### TASK BRIEF
Copy out the items below word for word, starting at the beginning and ending with the line that contains "column 43, row 64", both included. Leave the pictures out of your answer.

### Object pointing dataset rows
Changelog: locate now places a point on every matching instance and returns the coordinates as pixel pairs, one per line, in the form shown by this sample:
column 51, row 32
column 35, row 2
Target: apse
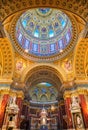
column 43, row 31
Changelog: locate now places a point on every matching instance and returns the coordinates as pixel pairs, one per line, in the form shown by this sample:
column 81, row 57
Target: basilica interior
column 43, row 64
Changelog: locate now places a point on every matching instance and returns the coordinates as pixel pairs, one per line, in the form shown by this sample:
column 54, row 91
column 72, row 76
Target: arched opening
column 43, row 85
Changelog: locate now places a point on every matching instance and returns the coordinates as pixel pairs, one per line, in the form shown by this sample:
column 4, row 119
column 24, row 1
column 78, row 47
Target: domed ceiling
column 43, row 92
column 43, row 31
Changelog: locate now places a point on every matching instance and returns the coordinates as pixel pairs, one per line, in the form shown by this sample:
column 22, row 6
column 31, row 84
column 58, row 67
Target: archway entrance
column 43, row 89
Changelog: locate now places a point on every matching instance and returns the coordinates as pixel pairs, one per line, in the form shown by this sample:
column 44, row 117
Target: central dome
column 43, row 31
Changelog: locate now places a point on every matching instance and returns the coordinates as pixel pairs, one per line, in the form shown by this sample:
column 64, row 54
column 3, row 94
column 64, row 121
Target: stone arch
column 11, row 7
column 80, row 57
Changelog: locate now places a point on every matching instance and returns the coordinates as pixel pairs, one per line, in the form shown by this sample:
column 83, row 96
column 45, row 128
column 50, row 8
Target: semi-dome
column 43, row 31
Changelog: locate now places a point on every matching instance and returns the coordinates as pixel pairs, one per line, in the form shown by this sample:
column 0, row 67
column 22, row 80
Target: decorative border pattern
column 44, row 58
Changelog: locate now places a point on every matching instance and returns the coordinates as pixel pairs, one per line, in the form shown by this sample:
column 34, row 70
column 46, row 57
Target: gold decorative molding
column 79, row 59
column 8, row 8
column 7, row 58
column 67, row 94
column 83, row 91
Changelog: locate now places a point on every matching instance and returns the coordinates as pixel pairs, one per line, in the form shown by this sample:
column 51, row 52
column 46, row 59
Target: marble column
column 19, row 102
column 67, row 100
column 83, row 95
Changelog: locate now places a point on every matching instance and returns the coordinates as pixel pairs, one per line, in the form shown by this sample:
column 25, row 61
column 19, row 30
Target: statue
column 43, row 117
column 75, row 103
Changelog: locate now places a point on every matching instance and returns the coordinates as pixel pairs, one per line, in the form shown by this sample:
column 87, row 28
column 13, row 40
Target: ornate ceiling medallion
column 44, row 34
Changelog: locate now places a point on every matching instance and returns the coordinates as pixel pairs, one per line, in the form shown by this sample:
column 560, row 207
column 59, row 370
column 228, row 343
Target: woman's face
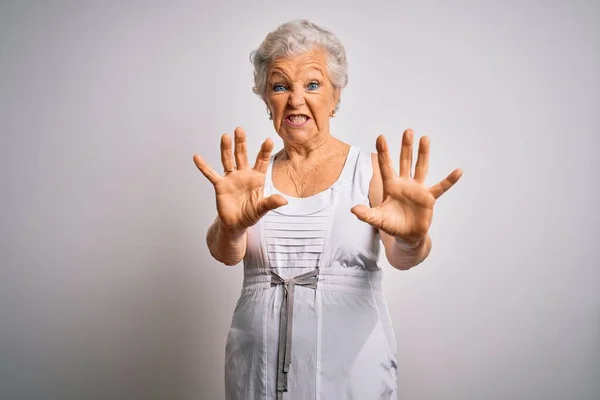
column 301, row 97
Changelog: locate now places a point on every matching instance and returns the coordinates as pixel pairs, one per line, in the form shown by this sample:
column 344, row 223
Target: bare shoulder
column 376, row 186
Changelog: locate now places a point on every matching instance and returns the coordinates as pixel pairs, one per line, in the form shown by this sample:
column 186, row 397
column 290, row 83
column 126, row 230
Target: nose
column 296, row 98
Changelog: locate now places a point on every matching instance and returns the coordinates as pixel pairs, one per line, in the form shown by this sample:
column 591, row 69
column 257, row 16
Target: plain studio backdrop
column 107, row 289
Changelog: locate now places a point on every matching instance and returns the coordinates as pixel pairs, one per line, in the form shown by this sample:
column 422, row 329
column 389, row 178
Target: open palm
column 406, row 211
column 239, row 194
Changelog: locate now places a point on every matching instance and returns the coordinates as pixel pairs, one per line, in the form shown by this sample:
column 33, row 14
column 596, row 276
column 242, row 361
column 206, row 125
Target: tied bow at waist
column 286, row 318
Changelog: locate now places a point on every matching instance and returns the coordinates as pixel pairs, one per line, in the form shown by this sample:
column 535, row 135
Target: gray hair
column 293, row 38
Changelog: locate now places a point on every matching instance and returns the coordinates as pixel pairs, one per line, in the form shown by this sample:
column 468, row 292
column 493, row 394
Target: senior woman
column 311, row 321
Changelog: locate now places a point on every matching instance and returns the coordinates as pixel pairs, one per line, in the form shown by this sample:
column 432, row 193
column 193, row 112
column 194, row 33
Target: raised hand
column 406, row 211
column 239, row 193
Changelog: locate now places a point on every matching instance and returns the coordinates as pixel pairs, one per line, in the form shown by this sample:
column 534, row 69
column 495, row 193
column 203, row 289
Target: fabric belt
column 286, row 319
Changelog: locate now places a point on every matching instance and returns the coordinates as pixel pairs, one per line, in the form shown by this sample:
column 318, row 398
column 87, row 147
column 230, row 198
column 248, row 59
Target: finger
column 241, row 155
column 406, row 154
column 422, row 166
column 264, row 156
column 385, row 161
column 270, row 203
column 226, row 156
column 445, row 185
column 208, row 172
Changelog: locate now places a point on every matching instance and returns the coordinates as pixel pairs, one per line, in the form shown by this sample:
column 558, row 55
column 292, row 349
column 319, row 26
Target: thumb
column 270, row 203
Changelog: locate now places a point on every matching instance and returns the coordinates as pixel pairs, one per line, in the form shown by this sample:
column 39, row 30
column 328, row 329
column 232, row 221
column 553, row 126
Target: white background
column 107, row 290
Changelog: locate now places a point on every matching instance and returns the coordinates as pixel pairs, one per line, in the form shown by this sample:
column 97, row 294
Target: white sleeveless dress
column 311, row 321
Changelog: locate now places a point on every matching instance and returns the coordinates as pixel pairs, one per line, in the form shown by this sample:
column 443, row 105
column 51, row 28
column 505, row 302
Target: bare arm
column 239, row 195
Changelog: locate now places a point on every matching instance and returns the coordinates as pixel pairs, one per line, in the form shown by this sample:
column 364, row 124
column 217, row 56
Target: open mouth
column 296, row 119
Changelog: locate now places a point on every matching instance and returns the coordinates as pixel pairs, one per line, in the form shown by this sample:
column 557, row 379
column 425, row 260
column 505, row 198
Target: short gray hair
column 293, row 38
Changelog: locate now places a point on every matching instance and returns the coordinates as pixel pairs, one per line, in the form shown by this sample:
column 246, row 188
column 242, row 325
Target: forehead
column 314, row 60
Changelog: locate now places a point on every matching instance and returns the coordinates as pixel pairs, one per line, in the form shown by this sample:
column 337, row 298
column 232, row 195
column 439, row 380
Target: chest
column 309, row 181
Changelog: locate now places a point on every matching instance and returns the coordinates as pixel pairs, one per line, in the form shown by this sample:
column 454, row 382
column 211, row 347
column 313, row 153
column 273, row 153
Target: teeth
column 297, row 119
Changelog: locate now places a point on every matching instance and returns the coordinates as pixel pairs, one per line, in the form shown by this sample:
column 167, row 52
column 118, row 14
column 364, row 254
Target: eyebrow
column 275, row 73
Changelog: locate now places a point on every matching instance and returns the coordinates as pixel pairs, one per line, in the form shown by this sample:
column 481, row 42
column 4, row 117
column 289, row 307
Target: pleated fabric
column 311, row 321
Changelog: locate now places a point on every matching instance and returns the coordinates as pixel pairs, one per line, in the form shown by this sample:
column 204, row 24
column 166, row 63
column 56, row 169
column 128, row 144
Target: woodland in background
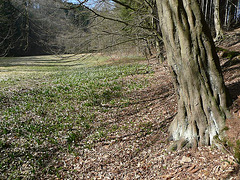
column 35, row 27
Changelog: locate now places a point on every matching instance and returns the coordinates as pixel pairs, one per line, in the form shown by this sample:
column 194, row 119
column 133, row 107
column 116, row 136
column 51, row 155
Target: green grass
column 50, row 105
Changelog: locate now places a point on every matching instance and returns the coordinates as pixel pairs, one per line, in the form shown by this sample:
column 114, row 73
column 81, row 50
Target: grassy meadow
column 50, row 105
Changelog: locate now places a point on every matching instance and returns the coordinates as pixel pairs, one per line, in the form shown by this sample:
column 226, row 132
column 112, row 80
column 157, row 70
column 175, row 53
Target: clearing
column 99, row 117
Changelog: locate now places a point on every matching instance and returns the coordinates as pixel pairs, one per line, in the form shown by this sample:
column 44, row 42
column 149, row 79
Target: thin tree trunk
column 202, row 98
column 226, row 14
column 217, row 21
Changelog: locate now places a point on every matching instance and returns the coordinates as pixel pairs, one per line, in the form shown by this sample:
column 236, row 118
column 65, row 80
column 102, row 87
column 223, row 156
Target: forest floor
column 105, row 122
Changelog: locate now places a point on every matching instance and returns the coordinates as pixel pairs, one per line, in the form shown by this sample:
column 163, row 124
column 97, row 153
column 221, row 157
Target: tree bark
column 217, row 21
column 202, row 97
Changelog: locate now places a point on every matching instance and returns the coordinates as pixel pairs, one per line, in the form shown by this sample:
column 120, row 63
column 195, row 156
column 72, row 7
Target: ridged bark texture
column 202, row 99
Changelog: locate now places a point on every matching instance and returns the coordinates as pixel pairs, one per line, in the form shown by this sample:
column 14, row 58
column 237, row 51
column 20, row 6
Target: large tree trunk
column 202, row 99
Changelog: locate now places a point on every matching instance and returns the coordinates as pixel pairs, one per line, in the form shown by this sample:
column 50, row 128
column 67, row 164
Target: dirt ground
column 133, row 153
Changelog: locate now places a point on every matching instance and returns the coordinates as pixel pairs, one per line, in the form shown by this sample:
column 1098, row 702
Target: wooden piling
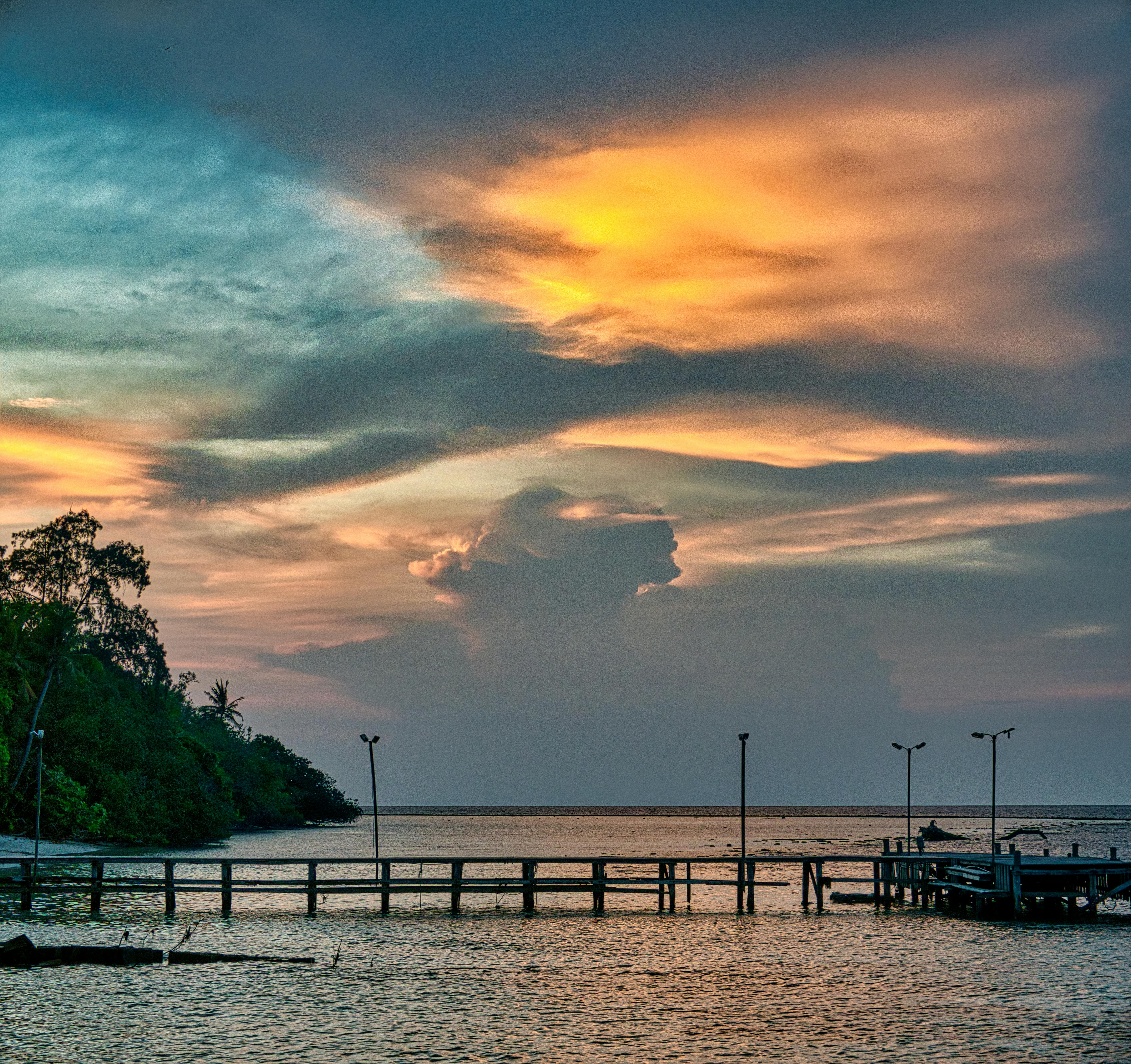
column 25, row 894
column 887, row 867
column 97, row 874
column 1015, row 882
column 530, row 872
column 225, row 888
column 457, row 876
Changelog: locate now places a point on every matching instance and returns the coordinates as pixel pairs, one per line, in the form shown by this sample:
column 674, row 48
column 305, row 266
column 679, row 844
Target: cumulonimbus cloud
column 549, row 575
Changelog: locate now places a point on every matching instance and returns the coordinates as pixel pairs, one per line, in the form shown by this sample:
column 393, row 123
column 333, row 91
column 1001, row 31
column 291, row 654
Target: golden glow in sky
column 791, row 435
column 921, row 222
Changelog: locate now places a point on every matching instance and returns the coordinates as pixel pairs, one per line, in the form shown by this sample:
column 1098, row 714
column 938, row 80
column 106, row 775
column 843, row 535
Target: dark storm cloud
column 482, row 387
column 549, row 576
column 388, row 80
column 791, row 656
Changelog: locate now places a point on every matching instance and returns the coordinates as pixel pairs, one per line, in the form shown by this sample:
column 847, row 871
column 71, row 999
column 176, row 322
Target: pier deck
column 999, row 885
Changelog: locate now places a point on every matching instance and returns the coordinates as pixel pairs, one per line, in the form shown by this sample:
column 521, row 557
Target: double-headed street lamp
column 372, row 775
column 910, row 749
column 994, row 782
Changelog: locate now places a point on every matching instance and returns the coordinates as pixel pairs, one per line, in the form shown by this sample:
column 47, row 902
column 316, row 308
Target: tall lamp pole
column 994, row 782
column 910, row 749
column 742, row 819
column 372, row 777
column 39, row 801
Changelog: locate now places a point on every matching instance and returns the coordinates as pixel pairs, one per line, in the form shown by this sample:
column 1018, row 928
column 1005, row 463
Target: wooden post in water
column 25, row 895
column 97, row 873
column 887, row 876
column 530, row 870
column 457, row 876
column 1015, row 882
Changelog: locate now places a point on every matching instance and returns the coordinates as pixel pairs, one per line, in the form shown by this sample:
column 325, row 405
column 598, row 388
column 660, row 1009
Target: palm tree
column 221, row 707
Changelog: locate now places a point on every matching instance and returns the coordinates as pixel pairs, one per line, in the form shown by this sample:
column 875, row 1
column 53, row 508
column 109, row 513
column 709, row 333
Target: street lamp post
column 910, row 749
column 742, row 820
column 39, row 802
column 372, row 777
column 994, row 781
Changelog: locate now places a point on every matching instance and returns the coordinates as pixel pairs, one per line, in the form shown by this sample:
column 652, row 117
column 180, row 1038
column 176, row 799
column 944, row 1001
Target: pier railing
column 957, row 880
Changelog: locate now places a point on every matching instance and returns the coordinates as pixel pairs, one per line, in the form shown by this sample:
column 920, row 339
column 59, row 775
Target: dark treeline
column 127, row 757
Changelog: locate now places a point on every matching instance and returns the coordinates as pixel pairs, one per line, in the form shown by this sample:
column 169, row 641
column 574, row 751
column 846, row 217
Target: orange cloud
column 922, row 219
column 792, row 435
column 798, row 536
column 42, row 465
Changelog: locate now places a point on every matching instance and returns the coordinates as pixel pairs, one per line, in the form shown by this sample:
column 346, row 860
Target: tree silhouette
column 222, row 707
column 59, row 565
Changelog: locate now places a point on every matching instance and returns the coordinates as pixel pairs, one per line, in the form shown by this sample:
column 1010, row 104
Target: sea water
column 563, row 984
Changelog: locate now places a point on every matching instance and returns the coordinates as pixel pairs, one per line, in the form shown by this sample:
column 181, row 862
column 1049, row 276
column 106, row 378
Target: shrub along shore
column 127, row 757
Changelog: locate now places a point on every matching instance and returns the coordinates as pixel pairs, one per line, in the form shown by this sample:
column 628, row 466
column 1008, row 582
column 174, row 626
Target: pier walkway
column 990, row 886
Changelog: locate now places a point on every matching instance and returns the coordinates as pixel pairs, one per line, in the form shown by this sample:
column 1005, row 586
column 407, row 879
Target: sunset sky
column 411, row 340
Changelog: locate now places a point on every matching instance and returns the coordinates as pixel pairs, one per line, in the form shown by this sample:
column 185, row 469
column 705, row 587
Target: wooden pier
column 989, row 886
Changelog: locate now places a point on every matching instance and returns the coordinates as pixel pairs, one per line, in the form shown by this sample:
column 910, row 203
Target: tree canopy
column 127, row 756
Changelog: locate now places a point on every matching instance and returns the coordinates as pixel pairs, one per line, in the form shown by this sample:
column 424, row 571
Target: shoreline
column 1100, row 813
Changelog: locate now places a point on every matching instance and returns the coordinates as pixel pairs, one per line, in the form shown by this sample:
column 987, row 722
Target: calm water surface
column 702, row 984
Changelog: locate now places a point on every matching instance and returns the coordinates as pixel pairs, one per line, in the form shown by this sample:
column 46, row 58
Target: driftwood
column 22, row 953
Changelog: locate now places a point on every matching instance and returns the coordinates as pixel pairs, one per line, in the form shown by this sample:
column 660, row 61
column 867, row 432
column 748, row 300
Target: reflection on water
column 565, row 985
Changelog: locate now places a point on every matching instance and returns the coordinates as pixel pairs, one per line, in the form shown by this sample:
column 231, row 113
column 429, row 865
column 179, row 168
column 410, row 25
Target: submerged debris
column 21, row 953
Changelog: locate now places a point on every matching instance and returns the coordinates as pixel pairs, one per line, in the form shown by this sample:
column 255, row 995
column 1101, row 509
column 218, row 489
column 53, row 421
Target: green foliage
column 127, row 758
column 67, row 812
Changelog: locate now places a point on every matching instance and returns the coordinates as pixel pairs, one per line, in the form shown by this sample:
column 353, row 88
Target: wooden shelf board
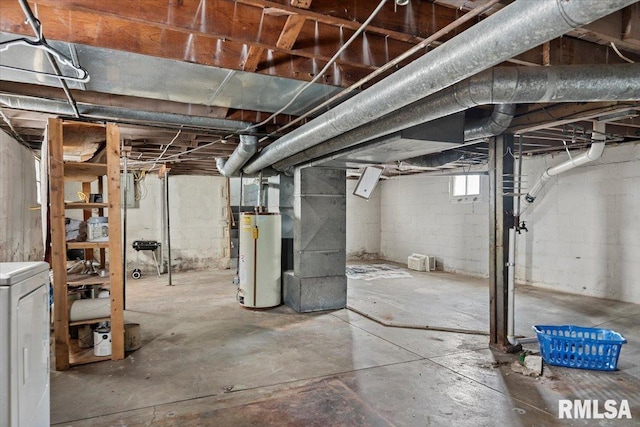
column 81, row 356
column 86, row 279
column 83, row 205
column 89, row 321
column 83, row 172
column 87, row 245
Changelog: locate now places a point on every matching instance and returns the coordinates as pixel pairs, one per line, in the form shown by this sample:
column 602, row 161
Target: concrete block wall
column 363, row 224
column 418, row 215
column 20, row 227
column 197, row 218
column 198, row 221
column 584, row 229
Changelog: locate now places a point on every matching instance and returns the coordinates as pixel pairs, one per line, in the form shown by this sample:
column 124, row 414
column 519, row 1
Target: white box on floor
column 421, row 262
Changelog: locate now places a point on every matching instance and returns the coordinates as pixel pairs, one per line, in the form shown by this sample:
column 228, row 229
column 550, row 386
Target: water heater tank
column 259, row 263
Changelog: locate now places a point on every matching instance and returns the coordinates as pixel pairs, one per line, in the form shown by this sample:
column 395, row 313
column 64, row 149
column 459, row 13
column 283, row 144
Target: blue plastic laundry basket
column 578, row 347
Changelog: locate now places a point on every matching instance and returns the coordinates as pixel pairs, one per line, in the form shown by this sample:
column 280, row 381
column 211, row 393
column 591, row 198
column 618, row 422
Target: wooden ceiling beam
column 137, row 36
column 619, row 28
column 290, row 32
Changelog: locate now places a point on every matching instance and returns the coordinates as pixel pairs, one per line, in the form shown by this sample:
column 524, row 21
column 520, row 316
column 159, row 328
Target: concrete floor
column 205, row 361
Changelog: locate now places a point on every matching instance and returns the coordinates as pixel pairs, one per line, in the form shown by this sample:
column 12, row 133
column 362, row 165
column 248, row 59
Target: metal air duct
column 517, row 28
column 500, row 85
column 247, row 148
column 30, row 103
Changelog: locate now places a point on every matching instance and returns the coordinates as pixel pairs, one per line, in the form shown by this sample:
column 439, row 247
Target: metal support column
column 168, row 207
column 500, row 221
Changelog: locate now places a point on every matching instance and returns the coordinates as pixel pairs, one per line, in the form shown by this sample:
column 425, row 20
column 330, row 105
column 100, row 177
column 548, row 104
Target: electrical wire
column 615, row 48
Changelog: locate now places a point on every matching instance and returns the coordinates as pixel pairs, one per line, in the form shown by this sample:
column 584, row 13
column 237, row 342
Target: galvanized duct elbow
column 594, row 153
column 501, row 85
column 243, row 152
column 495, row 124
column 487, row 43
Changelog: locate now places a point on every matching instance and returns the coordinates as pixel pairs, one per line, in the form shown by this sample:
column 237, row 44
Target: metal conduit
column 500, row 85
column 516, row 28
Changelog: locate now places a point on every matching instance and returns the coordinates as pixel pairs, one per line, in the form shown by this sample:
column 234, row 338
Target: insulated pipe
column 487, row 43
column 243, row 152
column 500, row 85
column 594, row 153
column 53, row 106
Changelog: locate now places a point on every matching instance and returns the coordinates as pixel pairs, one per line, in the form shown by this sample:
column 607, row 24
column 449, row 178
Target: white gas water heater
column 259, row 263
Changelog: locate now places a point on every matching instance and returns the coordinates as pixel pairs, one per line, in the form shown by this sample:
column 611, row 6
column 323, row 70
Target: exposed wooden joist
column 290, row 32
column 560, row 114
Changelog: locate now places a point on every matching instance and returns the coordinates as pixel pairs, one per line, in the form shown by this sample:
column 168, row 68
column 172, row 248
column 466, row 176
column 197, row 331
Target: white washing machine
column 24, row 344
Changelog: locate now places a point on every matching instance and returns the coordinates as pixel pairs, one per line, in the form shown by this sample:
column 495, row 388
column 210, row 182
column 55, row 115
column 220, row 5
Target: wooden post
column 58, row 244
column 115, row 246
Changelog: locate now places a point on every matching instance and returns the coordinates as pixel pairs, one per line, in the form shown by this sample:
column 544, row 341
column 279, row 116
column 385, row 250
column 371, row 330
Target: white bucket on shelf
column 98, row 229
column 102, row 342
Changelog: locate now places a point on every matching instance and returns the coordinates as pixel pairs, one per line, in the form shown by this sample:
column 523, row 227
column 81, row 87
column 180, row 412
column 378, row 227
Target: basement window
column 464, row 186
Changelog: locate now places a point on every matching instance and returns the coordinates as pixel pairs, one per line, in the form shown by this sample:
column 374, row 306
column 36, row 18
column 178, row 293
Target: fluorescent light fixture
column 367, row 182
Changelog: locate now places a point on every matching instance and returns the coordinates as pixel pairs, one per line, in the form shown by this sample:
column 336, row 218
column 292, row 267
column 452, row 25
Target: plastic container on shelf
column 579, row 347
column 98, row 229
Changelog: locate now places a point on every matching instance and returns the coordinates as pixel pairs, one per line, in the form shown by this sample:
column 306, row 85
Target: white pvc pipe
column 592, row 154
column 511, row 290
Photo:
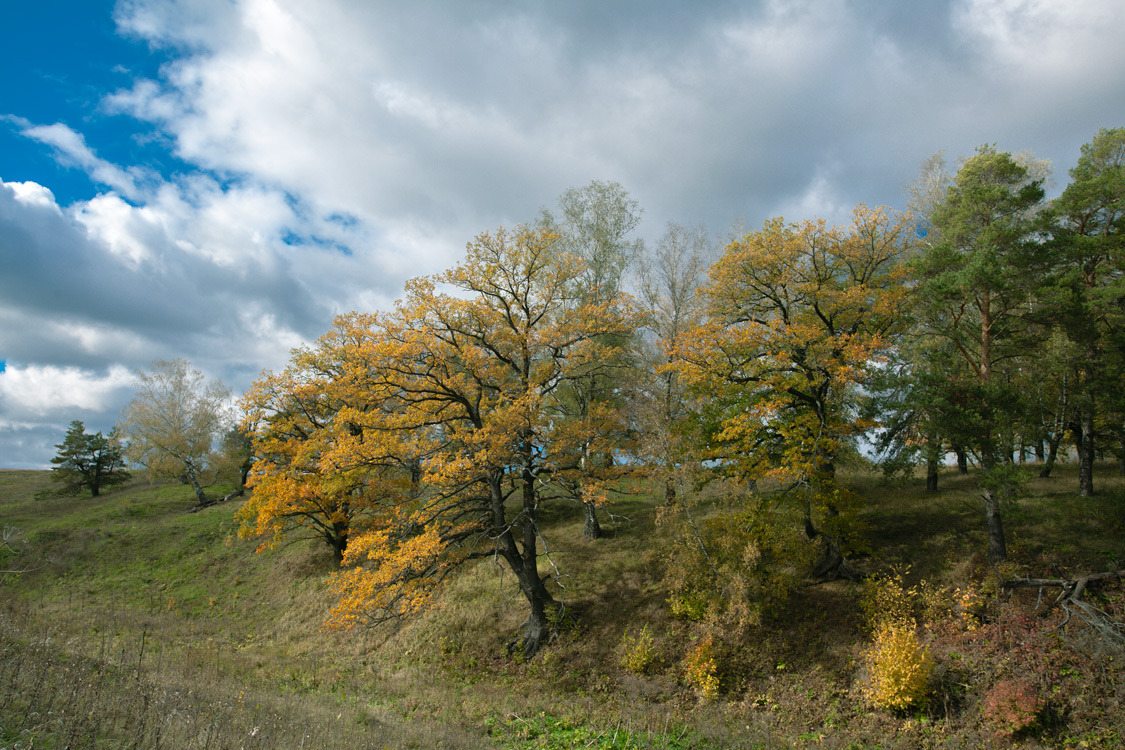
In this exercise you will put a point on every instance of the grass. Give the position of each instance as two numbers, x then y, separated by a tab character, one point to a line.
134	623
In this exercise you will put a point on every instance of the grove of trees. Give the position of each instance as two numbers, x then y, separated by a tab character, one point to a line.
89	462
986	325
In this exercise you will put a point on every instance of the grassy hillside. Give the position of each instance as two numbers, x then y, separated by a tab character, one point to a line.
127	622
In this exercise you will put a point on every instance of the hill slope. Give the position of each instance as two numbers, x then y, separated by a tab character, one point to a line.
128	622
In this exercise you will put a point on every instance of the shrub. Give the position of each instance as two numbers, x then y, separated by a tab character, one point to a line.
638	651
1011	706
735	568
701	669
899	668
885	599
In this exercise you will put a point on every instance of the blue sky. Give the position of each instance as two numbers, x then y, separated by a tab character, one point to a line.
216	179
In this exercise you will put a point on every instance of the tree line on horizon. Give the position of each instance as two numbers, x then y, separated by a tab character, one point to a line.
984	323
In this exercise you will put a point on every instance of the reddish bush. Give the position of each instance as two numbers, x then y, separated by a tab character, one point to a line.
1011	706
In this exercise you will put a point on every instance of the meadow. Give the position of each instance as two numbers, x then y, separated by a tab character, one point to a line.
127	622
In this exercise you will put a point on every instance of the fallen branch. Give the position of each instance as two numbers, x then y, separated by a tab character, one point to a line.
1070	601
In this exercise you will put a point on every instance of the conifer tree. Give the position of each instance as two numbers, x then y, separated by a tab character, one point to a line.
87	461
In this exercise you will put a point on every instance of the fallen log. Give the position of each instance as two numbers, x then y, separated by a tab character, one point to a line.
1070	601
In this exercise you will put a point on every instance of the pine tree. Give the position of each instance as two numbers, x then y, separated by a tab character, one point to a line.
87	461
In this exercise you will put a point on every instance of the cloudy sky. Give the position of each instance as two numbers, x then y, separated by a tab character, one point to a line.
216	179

### TASK OUTPUT
Changelog: locate now places a point on every matching instance and returns the coordinates as pixel pairs, one per line, in the form shown by this sample:
column 51, row 32
column 35, row 2
Target: apse
column 43, row 31
Changelog: locate now places a point on every matching instance and returns the coordinates as pixel pairs, one per line, in the form shown by this sample:
column 81, row 57
Target: basilica interior
column 43, row 64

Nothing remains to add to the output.